The task ::
Where a line below carries the word "hands", include it in the count, then give the count alone.

Supplied information ::
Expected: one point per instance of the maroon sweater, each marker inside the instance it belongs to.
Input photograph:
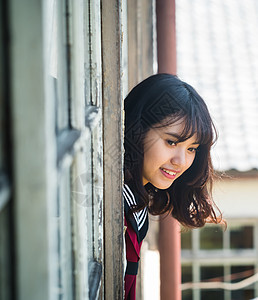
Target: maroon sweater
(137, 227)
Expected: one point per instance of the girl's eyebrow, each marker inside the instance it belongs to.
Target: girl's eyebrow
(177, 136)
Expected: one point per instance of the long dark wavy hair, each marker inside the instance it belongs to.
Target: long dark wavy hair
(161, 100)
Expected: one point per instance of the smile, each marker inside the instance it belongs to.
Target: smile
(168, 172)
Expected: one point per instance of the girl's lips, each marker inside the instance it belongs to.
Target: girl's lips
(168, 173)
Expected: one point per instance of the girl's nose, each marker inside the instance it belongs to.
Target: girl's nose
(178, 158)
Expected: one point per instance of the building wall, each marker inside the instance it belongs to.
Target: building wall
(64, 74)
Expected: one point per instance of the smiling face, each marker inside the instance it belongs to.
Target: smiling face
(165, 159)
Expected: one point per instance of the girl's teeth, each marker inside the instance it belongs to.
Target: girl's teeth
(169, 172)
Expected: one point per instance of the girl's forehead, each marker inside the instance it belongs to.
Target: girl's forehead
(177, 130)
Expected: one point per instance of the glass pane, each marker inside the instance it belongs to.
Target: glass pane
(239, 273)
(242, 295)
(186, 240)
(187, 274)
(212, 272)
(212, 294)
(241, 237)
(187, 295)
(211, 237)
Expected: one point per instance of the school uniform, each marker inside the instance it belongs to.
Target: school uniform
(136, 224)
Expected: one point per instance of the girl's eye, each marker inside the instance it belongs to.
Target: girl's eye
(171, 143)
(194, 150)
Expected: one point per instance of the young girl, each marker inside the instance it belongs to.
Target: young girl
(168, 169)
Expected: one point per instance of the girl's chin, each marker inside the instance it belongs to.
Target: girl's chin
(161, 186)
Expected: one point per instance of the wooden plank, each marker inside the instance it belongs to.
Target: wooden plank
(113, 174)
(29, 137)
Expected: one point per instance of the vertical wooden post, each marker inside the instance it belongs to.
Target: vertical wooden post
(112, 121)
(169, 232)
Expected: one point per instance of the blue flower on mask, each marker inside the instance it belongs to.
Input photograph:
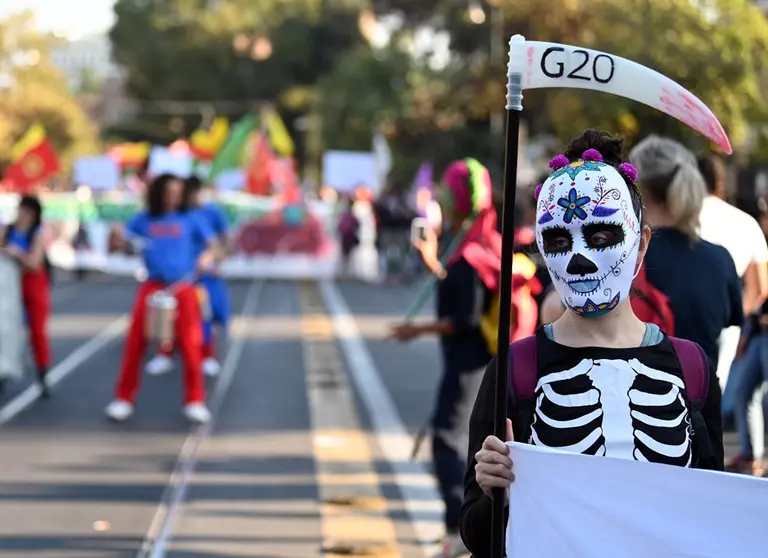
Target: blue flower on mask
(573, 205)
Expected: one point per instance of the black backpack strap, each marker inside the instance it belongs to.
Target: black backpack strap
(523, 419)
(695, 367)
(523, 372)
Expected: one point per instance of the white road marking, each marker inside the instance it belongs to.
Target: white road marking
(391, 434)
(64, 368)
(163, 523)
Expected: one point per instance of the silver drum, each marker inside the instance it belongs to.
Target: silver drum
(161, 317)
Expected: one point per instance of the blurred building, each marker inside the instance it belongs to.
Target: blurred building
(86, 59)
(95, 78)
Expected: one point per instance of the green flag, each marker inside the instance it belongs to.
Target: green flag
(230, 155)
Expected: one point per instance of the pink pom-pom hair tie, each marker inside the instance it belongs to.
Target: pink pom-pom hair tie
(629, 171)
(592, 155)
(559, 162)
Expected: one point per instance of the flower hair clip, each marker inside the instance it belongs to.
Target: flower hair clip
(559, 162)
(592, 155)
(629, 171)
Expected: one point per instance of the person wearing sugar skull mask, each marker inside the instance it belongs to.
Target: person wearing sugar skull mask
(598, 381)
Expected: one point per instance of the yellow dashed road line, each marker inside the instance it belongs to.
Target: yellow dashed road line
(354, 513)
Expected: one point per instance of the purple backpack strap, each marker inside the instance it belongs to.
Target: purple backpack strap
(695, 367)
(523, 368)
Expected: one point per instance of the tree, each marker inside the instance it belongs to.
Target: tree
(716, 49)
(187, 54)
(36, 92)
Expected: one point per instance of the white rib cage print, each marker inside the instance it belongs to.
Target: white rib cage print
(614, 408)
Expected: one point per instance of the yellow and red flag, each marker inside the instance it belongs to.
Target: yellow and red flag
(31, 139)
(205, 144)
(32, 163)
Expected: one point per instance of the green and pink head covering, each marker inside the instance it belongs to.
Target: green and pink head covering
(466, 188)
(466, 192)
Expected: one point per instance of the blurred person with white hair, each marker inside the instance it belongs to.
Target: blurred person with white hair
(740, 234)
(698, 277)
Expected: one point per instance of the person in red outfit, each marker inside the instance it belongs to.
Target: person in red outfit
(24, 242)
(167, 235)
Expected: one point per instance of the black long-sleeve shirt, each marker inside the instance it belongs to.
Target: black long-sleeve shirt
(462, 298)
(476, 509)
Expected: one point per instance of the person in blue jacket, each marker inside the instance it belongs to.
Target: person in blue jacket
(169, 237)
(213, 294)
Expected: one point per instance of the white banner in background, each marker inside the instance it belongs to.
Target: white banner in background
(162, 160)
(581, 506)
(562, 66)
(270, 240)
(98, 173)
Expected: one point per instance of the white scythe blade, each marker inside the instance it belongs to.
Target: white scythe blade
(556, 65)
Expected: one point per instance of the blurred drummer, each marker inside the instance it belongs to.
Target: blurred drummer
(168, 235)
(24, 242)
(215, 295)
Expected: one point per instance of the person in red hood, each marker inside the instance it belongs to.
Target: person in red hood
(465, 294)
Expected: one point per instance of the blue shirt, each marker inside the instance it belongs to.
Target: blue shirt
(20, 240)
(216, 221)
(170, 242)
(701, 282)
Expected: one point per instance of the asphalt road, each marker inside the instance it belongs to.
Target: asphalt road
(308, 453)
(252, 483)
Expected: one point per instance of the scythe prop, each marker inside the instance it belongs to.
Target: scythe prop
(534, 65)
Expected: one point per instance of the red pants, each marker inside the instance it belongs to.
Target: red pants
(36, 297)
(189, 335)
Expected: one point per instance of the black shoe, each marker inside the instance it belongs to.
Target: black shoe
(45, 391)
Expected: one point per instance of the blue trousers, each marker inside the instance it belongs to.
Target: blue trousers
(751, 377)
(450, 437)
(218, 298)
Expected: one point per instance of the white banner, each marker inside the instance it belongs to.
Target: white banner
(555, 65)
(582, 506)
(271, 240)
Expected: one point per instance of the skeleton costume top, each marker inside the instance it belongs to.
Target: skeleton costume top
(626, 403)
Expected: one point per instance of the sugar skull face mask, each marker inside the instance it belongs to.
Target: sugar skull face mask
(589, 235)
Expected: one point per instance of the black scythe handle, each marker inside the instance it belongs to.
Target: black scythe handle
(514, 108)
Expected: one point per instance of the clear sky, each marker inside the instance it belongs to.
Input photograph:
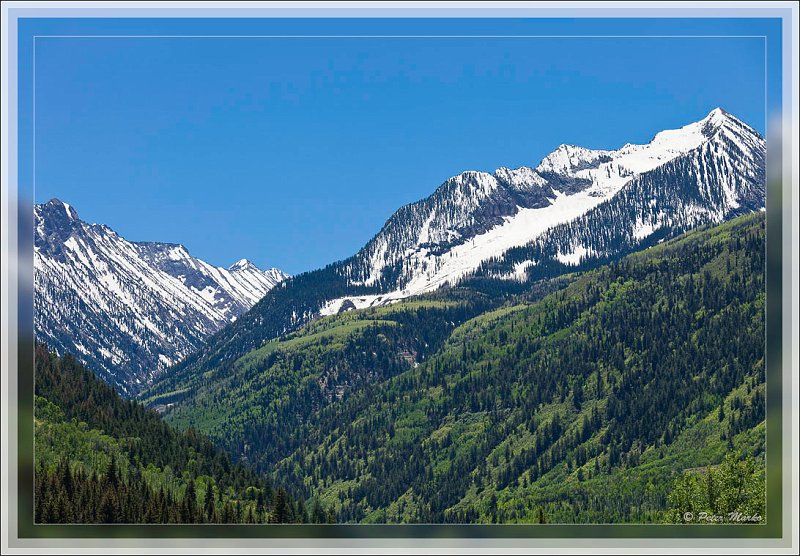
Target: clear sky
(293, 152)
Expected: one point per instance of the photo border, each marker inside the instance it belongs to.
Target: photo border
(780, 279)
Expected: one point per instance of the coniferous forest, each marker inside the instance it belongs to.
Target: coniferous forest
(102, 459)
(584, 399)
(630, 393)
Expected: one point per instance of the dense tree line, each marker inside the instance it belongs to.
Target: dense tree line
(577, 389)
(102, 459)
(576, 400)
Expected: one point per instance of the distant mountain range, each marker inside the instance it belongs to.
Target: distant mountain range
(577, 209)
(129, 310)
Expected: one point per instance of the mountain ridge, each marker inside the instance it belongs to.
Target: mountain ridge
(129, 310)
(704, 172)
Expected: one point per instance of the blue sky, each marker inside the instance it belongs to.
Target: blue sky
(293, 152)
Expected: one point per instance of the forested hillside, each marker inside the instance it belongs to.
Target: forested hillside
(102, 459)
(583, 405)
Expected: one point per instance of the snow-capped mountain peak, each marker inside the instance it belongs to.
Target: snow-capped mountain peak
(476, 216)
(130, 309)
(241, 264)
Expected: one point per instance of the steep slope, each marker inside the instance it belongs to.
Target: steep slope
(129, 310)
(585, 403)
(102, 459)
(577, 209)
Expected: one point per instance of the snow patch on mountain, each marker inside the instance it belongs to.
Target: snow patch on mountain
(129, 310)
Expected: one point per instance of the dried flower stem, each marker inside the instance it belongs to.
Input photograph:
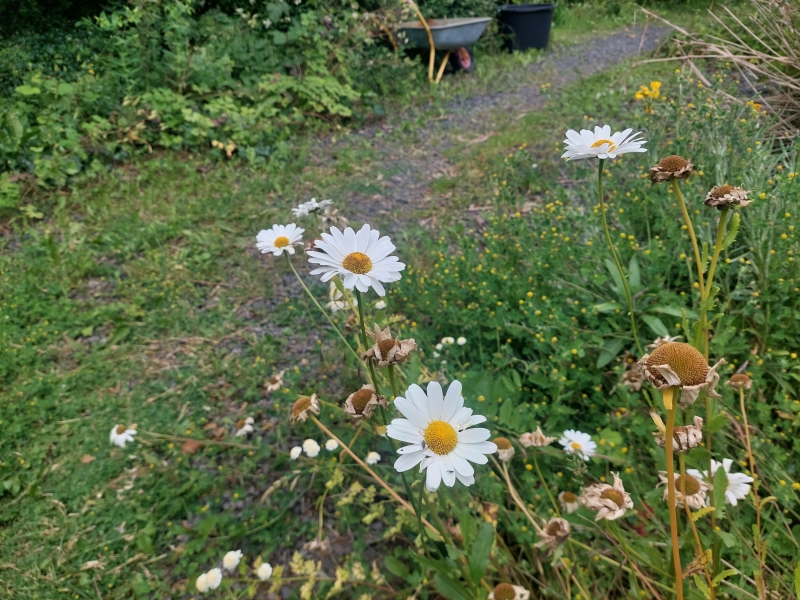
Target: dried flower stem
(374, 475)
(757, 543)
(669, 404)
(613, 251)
==
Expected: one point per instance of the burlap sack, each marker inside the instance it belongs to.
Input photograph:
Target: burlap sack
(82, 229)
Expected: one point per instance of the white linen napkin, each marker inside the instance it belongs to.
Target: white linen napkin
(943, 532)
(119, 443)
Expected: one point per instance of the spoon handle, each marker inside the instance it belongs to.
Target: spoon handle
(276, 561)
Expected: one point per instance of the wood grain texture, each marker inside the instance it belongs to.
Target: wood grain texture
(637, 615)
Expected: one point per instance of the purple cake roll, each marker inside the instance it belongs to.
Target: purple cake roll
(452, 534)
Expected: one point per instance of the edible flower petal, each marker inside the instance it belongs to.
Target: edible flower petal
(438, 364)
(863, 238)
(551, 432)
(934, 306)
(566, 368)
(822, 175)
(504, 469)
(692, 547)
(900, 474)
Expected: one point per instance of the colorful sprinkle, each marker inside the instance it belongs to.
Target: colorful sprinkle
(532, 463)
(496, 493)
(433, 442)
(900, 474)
==
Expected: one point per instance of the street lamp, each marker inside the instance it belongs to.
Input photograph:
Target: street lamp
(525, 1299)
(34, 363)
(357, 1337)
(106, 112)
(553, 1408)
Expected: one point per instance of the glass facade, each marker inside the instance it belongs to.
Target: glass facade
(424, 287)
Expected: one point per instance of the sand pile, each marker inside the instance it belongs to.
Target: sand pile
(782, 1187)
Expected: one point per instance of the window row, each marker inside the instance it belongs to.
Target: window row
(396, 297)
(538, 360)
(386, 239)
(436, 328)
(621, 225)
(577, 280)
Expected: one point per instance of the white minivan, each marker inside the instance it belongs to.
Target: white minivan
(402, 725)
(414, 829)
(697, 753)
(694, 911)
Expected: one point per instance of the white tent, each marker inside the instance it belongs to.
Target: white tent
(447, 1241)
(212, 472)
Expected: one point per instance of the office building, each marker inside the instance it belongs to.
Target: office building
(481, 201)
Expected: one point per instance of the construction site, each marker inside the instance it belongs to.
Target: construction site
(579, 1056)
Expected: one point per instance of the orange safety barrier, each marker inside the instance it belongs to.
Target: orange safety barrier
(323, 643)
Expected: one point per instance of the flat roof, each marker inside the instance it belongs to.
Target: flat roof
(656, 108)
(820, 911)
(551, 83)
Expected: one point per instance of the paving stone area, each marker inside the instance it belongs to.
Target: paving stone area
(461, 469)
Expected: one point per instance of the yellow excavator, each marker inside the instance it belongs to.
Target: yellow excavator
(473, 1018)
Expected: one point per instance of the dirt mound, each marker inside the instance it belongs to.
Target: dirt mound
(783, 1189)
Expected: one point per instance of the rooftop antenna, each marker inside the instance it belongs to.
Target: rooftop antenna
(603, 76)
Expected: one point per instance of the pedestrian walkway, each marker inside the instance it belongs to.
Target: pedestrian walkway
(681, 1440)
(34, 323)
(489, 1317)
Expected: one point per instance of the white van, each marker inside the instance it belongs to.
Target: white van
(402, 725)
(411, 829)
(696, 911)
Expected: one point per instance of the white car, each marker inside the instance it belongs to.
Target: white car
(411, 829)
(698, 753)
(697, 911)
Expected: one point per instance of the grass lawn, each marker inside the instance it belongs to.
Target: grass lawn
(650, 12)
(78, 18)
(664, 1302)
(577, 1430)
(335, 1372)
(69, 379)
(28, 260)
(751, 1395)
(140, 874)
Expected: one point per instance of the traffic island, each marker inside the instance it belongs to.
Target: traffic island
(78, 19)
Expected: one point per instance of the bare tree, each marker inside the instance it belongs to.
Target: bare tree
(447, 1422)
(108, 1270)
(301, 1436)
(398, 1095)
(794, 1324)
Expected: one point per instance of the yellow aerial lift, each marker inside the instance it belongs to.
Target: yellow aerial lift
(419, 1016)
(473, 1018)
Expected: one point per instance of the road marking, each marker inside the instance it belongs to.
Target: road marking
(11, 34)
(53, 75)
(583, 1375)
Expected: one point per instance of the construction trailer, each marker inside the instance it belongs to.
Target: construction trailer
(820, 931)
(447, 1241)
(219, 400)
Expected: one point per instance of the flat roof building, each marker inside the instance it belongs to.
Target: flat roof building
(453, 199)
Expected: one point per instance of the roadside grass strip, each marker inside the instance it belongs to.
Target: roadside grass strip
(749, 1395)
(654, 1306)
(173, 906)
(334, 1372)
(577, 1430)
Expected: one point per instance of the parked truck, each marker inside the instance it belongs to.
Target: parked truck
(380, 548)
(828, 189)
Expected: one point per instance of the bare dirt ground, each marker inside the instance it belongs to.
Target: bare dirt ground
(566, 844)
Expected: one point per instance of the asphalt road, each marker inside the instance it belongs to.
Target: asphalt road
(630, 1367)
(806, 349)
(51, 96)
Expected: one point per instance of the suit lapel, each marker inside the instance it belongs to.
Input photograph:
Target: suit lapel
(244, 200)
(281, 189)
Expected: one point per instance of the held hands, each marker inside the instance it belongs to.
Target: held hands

Finished exercise ::
2